_MATERIAL FOR THIS EXERCISE_
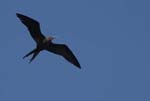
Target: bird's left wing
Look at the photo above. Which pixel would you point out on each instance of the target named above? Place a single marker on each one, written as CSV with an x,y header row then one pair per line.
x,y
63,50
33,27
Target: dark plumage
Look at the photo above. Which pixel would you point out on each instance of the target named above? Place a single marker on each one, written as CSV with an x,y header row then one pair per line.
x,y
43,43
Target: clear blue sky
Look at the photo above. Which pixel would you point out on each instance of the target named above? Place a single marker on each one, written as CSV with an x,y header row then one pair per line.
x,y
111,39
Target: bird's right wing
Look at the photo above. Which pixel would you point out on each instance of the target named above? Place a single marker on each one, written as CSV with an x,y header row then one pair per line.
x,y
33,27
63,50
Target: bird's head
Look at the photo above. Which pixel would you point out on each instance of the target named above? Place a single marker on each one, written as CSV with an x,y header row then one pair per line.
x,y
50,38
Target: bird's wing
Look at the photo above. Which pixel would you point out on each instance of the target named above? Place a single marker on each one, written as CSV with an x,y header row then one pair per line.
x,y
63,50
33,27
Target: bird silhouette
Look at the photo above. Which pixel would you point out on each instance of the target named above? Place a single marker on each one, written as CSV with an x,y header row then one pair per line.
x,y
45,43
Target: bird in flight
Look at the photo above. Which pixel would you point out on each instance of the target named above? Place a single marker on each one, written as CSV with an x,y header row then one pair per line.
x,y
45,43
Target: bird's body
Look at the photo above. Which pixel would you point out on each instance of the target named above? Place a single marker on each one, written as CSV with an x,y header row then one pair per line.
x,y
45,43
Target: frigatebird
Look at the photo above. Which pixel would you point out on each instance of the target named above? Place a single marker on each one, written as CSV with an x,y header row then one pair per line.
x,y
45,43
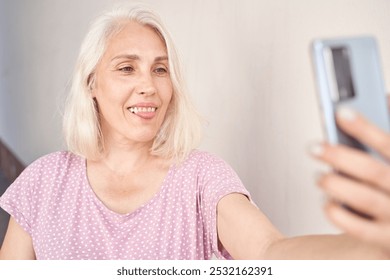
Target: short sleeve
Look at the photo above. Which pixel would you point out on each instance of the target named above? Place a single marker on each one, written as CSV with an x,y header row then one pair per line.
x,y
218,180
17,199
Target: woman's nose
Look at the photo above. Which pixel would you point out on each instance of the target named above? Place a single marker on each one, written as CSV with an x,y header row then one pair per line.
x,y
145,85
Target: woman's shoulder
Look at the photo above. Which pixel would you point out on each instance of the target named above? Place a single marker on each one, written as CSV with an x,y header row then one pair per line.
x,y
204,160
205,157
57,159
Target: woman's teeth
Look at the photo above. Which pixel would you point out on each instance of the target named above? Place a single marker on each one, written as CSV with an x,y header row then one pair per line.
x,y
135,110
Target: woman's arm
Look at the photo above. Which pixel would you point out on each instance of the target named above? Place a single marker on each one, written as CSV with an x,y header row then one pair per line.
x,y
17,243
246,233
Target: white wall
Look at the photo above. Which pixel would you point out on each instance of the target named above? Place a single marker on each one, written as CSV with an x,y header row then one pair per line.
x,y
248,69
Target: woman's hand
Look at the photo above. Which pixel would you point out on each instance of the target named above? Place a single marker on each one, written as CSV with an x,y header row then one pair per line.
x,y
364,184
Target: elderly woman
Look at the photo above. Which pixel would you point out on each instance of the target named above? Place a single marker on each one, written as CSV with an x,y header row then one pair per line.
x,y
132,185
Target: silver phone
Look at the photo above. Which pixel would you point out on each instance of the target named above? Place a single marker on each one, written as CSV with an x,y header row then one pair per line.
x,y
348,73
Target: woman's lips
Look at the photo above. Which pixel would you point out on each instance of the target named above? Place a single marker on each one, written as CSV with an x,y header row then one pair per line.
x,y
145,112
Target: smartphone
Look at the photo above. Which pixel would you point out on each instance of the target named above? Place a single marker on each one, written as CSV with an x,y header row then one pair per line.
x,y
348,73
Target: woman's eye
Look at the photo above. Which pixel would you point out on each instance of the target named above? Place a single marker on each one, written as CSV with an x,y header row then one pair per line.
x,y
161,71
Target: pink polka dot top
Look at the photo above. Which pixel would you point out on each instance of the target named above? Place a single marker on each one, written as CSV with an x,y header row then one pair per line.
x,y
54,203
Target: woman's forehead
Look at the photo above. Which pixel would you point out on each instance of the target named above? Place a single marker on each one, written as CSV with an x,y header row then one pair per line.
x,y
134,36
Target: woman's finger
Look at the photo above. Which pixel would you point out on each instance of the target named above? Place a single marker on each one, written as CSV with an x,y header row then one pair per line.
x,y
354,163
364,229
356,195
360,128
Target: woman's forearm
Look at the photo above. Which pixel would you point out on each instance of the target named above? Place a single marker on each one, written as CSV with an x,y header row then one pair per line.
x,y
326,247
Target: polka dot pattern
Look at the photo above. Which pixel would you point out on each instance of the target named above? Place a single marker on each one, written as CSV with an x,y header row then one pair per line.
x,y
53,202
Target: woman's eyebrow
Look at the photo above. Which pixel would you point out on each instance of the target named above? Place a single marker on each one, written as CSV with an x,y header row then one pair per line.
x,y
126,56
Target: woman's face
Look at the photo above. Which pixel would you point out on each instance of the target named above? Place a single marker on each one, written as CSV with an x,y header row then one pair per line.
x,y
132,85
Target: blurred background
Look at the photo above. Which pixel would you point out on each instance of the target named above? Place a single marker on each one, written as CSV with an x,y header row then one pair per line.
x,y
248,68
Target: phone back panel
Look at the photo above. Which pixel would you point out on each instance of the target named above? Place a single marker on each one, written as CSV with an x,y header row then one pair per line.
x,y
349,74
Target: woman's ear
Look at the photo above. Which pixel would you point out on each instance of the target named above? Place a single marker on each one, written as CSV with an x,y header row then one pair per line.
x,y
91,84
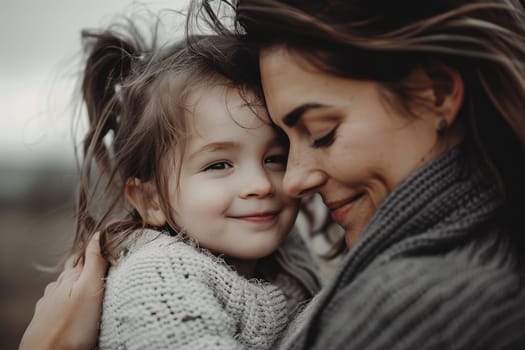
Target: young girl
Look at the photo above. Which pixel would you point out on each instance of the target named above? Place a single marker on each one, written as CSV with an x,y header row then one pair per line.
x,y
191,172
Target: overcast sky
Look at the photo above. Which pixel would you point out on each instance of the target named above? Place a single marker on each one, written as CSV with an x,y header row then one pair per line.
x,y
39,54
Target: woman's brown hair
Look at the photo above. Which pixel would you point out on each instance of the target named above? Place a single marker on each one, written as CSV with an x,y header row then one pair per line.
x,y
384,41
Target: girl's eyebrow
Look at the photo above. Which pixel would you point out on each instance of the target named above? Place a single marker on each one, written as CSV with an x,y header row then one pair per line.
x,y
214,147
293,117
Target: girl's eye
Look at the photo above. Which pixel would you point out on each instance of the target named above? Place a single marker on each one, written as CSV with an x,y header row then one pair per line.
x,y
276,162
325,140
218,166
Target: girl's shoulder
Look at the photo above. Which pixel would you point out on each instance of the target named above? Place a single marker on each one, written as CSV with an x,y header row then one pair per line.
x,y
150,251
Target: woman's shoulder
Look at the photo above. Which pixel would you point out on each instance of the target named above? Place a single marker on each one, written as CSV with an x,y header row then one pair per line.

_STATED EXERCISE_
Please convert every one of the items above into a JSON list of strings, one string per line, with blank lines omitted. Leave the pictures out of the answer.

_RESPONSE TO THE TASK_
[
  "Target: bird's left wing",
  "Look at the photo above. Which pixel would you point out on each instance of the target named above? Place a single marker on each one, written as CSV with an x,y header row then one pair per line.",
  "x,y",
  "63,50",
  "33,27",
  "Target: dark plumage",
  "Look at the photo above. Which pixel would you point out on each instance of the target named above? Place a single marker on each one, written as CSV with an x,y header row then one pair per line.",
  "x,y",
  "43,43",
  "Target: clear blue sky",
  "Look at the photo above. Which pixel would you point out on each instance of the target named above? Place a single marker on each one, written as CSV with an x,y header row then one pair per line.",
  "x,y",
  "111,39",
  "Target: bird's right wing",
  "Look at the photo above. Which pixel would you point out on each instance of the target named above? Place a single marker on each one, written as CSV with an x,y header row then one pair per line.",
  "x,y",
  "33,27",
  "63,50",
  "Target: bird's head",
  "Look at the photo above. Which pixel would you point out on each instance of the target named above? Place a single marker on each one, written as CSV with an x,y header row then one pair per line.",
  "x,y",
  "50,38",
  "Target: bird's wing",
  "Look at the photo above. Which pixel would you point out on each instance of the target named above? Place a single marker on each one, written as CSV with an x,y header row then one pair per line.",
  "x,y",
  "63,50",
  "33,27",
  "Target: bird silhouette",
  "Look at the photo above. Which pixel would you point out on each instance of the target named above? Place a single marker on each one, written as CSV with an x,y header row then one pair per line.",
  "x,y",
  "45,43",
  "Target: bird in flight",
  "Look at the photo above. Which pixel would you point out on each instance of the target named above? Place a single marker on each one, written as CSV with an x,y header row then one pair per line.",
  "x,y",
  "45,43",
  "Target: bird's body",
  "Look at the photo above. Which pixel would you point out on each instance of the target named above? Place a single marker on each one, written as CSV with an x,y header row then one pair per line.",
  "x,y",
  "45,43",
  "Target: frigatebird",
  "Look at the photo above. Which pixel would you point out on each instance of the target named above? Place a single marker on each one, written as CSV with an x,y header row then one pair per line.",
  "x,y",
  "45,43",
  "Target: short sleeve",
  "Look at the photo above. Which pixel would you point out on each instance of the target named above? Place a single marker on each one, written as CSV with an x,y header row then one pair per line.",
  "x,y",
  "218,180",
  "17,199",
  "Target: woman's nose",
  "Look at the photo above. Which pixel would you point out on each instance of the target named above? Place a single marker on each one, written as CSV with an x,y header row then one pair per line.",
  "x,y",
  "145,85",
  "Target: woman's shoulder",
  "Look at the photo above. Which pixel would you point out on each instance of the target named above? Place a single marker on each one, written as CSV with an x,y header row then one pair per line.",
  "x,y",
  "204,160",
  "205,157",
  "57,159",
  "Target: woman's teeth",
  "Look at the photo above. Which pixel would you point out on each instance of the target named above? Place a single marker on each one, written as CSV with an x,y header row then one pair per line.",
  "x,y",
  "135,110",
  "Target: woman's arm",
  "Look at the photo above. Which pixel would you point out on each instance of the target named above? Place a single marker on each one, written as CSV with an x,y header row then one pair per line.",
  "x,y",
  "17,243",
  "246,233",
  "Target: white wall",
  "Look at the photo above. Which pixel would you point out on each instance of the target named above? Place a single marker on each one, written as CSV with an x,y header row then one pair per line.",
  "x,y",
  "248,69",
  "Target: woman's hand",
  "Look at the photo above. Which pixel would you point out on each instance of the target named above? Place a single marker on each one, written as CSV with an x,y header row then one pair per line.",
  "x,y",
  "364,184",
  "Target: elderly woman",
  "Look at the photo above. Which pixel would you point out on each instance of the target named above? Place a single marker on each one, written as CSV with an x,y header row then one pair per line.",
  "x,y",
  "132,185",
  "Target: silver phone",
  "Look at the photo above. Which pixel would you point out on each instance of the target named above? Place a single marker on each one, written as CSV with an x,y header row then one pair per line.",
  "x,y",
  "348,73",
  "Target: woman's lips",
  "Look at the photo above. Which pixel would you point out on each instance of the target named above? Place a single marker on each one, written as CSV with an x,y header row then one pair per line.",
  "x,y",
  "145,112",
  "Target: smartphone",
  "Look at the photo above. Which pixel would you point out on each instance of the target named above? Place a single marker on each one, written as CSV with an x,y header row then one pair per line.",
  "x,y",
  "348,73",
  "Target: woman's eye",
  "Look at the photo above. Which pixel would you point out on each instance of the target named above? Place a single marker on each one, written as CSV with an x,y header row then one pair per line.",
  "x,y",
  "161,71",
  "Target: pink polka dot top",
  "Look at the photo above. Which pixel would you point out on each instance of the target named above? Place a single marker on each one, written as CSV with an x,y header row then one pair per line.",
  "x,y",
  "54,203",
  "Target: woman's forehead",
  "Look at the photo above. Which pixel would you point out on each instance of the target named above? Place a single marker on each one, written as CSV with an x,y header row then one pair per line.",
  "x,y",
  "134,36",
  "Target: woman's finger",
  "Look at the photo above. Which pixel would you point out on each instance of the target named above? Place a single marker on each one, written as CSV with an x,y header row then one pair per line.",
  "x,y",
  "354,163",
  "364,229",
  "356,195",
  "360,128",
  "Target: woman's forearm",
  "Look at the photo above. Which pixel would you point out on each instance of the target named above? Place a single marker on each one, written as CSV with an x,y header row then one pair per line.",
  "x,y",
  "326,247",
  "Target: polka dot pattern",
  "Look at the photo above. Which pixel would you point out on each instance of the target named above? Place a single marker on each one, written as CSV with an x,y header row then one pair per line.",
  "x,y",
  "53,202",
  "Target: woman's eyebrow",
  "Look at the photo above. Which pixel would you point out on each instance of the target named above? Place a single marker on each one, written as CSV with an x,y header row then one pair per line.",
  "x,y",
  "126,56",
  "Target: woman's face",
  "Look at the photo above. Which pixel would you point out on each instance of the target named above? Place a single marker on each one, written as CSV with an x,y header row then one pair per line.",
  "x,y",
  "132,85",
  "Target: blurred background",
  "Look at the photo above. Which pixel would you point out on each instance of the target named above? Place a single marker on each one, written as CSV with an x,y header row then one pair per line.",
  "x,y",
  "248,68",
  "Target: phone back panel",
  "Look at the photo above. Which pixel would you point out on each instance of the target named above? Place a single marker on each one, written as CSV with an x,y header row then one pair per line.",
  "x,y",
  "349,74",
  "Target: woman's ear",
  "Look at the photo above. Which pixel would you point out on each instance of the target named above? Place a single marker on each one, written as CSV with an x,y header row then one pair per line.",
  "x,y",
  "91,84",
  "Target: young girl",
  "Look at the photo above. Which pixel would you point out on each instance of the target named above? Place a single marker on each one, written as CSV with an x,y header row then one pair per line.",
  "x,y",
  "191,172",
  "Target: overcast sky",
  "Look at the photo above. Which pixel would you point out on each instance of the target named above? Place a single marker on each one, written as CSV with an x,y header row then one pair per line.",
  "x,y",
  "39,54",
  "Target: woman's brown hair",
  "Look at the photo above. Which pixel would you point out on each instance of the target named above? Place a single marker on each one, written as CSV with an x,y header row then one pair per line.",
  "x,y",
  "384,41",
  "Target: girl's eyebrow",
  "Look at the photo above. Which pixel would you point out on each instance of the target named above? Place a single marker on each one, written as CSV with an x,y header row then one pair per line.",
  "x,y",
  "214,147",
  "293,117",
  "Target: girl's eye",
  "Look at the photo above. Which pixel would you point out on each instance of the target named above? Place a single marker on each one, written as CSV with an x,y header row then one pair per line.",
  "x,y",
  "276,162",
  "325,140",
  "218,166",
  "Target: girl's shoulder",
  "Look at the photo above. Which pixel would you point out on each instance of the target named above? Place a single marker on each one, written as CSV with an x,y header row then one pair per line.",
  "x,y",
  "150,251",
  "Target: woman's shoulder",
  "Look at the photo above. Which pixel would you point out on each instance of the target named above? Place a single marker on each one, written as CSV with an x,y header row then one pair per line."
]